> **GIVEN INSTRUCTION**: Scale the entries from the line with "We need ground-truth boxes for snow" to the line with "[257,124,276,128]". Restate those lines in full, requests included, with each bounding-box coordinate multiplied by 0.5 and rounded to a whole number, halves rounding up.

> **RECORDS FOR THE TASK**:
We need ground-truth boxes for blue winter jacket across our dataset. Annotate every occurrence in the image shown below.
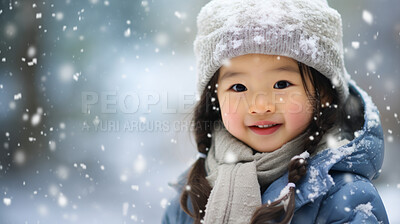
[162,81,389,224]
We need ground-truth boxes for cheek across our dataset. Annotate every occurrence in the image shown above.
[220,95,243,132]
[285,97,313,130]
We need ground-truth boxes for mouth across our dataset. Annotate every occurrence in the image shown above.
[249,124,282,135]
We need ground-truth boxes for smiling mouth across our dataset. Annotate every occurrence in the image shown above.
[249,124,282,135]
[255,124,279,128]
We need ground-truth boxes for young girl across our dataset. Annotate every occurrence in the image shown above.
[163,0,388,224]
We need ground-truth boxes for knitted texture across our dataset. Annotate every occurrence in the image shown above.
[194,0,350,102]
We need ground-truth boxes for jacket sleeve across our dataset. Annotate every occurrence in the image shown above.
[316,174,389,224]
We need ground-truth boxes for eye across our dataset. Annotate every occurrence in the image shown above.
[274,80,292,89]
[231,84,247,92]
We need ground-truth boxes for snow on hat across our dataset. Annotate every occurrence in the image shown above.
[194,0,350,103]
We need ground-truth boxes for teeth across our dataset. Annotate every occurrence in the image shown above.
[257,124,276,128]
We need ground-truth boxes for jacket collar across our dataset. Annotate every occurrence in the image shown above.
[262,80,384,210]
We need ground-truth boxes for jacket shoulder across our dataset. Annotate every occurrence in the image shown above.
[316,172,389,223]
[161,191,193,224]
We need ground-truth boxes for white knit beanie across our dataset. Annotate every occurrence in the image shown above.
[194,0,350,103]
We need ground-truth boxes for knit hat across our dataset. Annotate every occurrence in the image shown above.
[194,0,350,103]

> **EXERCISE ANSWER**:
We need ground-truth boxes for snow on hat across our dataset. Annotate every occurrence in the image shown above.
[97,0,175,52]
We need ground-truth boxes for teeth across our dataset. Annotate every occurrence in the image shown above.
[129,62,138,64]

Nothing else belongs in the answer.